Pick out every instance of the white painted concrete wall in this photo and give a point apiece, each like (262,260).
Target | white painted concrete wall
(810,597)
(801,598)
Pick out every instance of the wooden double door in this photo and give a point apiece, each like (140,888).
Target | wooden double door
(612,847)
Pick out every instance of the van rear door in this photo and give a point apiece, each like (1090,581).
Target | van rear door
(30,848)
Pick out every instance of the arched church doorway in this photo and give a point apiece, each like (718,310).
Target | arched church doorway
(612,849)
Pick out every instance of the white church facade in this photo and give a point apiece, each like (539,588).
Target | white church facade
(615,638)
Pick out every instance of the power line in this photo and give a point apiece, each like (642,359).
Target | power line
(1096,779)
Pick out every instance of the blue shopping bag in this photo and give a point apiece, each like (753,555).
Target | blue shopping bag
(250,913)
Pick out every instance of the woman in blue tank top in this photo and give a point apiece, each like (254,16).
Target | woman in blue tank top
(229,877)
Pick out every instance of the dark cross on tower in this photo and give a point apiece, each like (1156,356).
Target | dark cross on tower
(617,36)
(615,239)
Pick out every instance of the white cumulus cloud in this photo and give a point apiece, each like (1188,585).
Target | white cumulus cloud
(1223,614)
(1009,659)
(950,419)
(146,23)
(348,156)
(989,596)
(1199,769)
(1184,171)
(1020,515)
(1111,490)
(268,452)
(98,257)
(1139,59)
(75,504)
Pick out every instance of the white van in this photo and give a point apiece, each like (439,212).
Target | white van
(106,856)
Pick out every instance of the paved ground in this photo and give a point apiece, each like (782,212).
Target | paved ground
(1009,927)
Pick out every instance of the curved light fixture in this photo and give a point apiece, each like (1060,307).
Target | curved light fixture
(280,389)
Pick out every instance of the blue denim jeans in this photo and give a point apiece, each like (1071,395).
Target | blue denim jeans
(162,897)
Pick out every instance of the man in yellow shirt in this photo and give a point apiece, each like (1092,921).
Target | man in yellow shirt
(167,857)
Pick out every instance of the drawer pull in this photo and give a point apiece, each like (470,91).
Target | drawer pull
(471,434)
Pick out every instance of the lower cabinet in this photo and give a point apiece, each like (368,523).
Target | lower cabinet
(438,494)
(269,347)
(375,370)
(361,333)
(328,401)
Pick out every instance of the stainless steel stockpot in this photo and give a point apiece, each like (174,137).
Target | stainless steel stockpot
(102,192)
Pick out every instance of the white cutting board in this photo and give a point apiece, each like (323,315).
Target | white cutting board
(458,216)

============================================================

- _PROBLEM REQUIREMENTS_
Shift the stretch of material from the line containing "Pick out every instance of the white van" through the end: repeat every line of it, adding 128 to each coordinate in the answer points.

- _SOLUTION_
Pick out every instance of the white van in this photo and give a point apiece, each like (439,212).
Target | white van
(234,984)
Pick out every instance of the paved ground in this photo and give a point apiece, each like (782,212).
Target | paved ground
(1137,1055)
Pick out every instance of the curved light fixture in this photo and give a point apiece, each like (1060,307).
Target | curved light fixture
(408,517)
Pick out every instance of the blue denim jeans in this photo and give a point apiece, each like (1071,395).
Target | blue denim jeans
(290,1025)
Pick out every instance of the man in yellow shirt in this photo and give a point apiece, each like (1092,921).
Target | man in yellow shirt
(295,985)
Pick out every instance of the drawer pull in this photo and give a point apiece, each like (470,91).
Target | drawer pull
(599,562)
Pick out every instance of the lower cabinet in this photo and give a point apiece, each like (368,523).
Target | lower cabinet
(566,622)
(397,475)
(503,498)
(489,461)
(456,529)
Pick out every instance of the stainless steel stockpot in this photo and give a point apiece, each like (174,137).
Target | stainless steel stockpot
(230,320)
Pick out every instance of the white cutting board in this photo and give a point apiece, each like (323,315).
Target | white cutting board
(586,344)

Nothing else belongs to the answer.